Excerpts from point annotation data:
## START
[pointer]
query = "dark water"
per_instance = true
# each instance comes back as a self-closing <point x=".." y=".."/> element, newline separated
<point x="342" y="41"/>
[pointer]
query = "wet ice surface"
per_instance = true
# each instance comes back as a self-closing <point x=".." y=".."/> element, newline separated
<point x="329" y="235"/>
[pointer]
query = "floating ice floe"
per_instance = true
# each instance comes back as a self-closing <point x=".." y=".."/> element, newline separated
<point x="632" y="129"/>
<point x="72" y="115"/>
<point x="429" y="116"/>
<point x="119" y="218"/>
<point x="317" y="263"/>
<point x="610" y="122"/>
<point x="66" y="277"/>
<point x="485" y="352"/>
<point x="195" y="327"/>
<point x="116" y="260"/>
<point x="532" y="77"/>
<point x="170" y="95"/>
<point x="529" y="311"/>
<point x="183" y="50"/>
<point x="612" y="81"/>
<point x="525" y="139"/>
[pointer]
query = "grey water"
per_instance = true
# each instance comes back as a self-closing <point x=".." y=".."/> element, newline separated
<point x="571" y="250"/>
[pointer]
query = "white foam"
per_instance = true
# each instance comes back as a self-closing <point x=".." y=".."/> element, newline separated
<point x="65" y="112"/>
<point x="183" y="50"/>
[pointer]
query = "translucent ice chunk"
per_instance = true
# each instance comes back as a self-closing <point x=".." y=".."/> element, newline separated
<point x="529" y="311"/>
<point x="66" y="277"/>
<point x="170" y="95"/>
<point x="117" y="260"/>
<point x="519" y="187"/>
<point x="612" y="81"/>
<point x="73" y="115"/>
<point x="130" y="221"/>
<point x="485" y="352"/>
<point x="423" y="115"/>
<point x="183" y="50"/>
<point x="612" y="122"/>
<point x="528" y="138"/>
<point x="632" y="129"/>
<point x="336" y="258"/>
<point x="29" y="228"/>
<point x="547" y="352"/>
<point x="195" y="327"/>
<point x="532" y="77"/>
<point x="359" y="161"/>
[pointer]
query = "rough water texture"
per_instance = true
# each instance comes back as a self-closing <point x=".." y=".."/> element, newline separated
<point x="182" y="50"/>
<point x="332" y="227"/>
## END
▶ **TASK OBJECTIVE**: Quote the data above line for line, with no changes.

▶ **EXERCISE RESPONSE**:
[pointer]
query = "dark water"
per_instance = true
# each instance comes back as a self-closing <point x=".." y=".."/> element, newline separated
<point x="342" y="41"/>
[pointer]
query = "wet ice surface"
per_instance = true
# each instance comes back as a self-closing <point x=".." y=".."/> element, newline separated
<point x="329" y="235"/>
[pointer]
query = "floating ice floe"
per_instance = true
# each instance comes back as a self-closing <point x=".." y=".."/> element, newline separated
<point x="632" y="129"/>
<point x="72" y="115"/>
<point x="429" y="116"/>
<point x="119" y="218"/>
<point x="317" y="263"/>
<point x="610" y="122"/>
<point x="66" y="277"/>
<point x="485" y="352"/>
<point x="195" y="327"/>
<point x="116" y="260"/>
<point x="532" y="77"/>
<point x="170" y="95"/>
<point x="529" y="311"/>
<point x="183" y="50"/>
<point x="612" y="81"/>
<point x="525" y="139"/>
[pointer]
query = "grey water"
per_instance = true
# each instance comes back as a self-closing <point x=".." y=".."/> element, newline separated
<point x="571" y="250"/>
[pointer]
query = "white foam"
per_instance = true
# each instance comes back as a self-closing <point x=".." y=".."/> element, newline separated
<point x="65" y="112"/>
<point x="183" y="50"/>
[pointer]
query = "translucent ice chunk"
per_instance = true
# each instance comes back as a self-closing <point x=".." y=".."/> element, newline separated
<point x="529" y="311"/>
<point x="66" y="277"/>
<point x="170" y="95"/>
<point x="117" y="260"/>
<point x="519" y="187"/>
<point x="612" y="81"/>
<point x="73" y="115"/>
<point x="130" y="221"/>
<point x="485" y="352"/>
<point x="423" y="115"/>
<point x="183" y="50"/>
<point x="612" y="122"/>
<point x="528" y="138"/>
<point x="632" y="129"/>
<point x="336" y="258"/>
<point x="29" y="228"/>
<point x="547" y="352"/>
<point x="195" y="327"/>
<point x="532" y="77"/>
<point x="359" y="161"/>
[pointer]
query = "rough water texture"
per_instance = true
# each instance comes back as a self-closing <point x=".." y=".."/> element, newline separated
<point x="182" y="50"/>
<point x="332" y="227"/>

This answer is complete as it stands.